▶ Exercise aim: Find the lines in the records below that contain "asked", and report each of them.

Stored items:
▼
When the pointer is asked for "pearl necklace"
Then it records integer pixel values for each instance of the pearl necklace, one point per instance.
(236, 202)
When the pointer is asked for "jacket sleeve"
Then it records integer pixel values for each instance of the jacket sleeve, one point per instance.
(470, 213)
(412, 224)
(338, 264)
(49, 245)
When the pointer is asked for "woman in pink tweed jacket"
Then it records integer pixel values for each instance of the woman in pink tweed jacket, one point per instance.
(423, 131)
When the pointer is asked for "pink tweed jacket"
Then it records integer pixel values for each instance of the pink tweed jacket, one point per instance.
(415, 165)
▲
▼
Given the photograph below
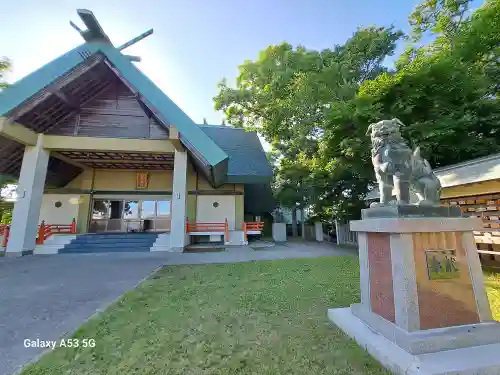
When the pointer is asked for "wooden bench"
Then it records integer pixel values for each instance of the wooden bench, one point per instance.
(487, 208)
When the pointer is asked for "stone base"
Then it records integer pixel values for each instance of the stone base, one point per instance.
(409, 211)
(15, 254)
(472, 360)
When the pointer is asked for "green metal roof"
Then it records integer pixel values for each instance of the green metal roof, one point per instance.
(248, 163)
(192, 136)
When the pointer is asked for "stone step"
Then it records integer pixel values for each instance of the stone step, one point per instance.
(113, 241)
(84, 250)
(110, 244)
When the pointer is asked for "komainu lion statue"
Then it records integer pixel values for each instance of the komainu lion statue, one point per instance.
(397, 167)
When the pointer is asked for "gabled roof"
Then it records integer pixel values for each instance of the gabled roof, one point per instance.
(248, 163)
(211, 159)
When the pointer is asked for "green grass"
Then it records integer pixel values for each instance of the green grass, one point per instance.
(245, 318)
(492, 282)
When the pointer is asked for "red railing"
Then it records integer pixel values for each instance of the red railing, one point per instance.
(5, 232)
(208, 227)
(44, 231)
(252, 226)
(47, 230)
▲
▶ Answer for the task:
When the pointer is asked for "pearl necklace"
When the pointer is asked for "jacket sleeve"
When the pointer is asked for "woman in pink tweed jacket"
When the pointer is asked for "pink tweed jacket"
When the pointer is asked for "wooden bench"
When the pointer is asked for "stone base"
When the pointer is asked for "green metal roof"
When the pointer is asked for "stone step"
When the pointer is asked for "komainu lion statue"
When the pointer is asked for "gabled roof"
When the pointer is asked for "green grass"
When the pointer is asked for "red railing"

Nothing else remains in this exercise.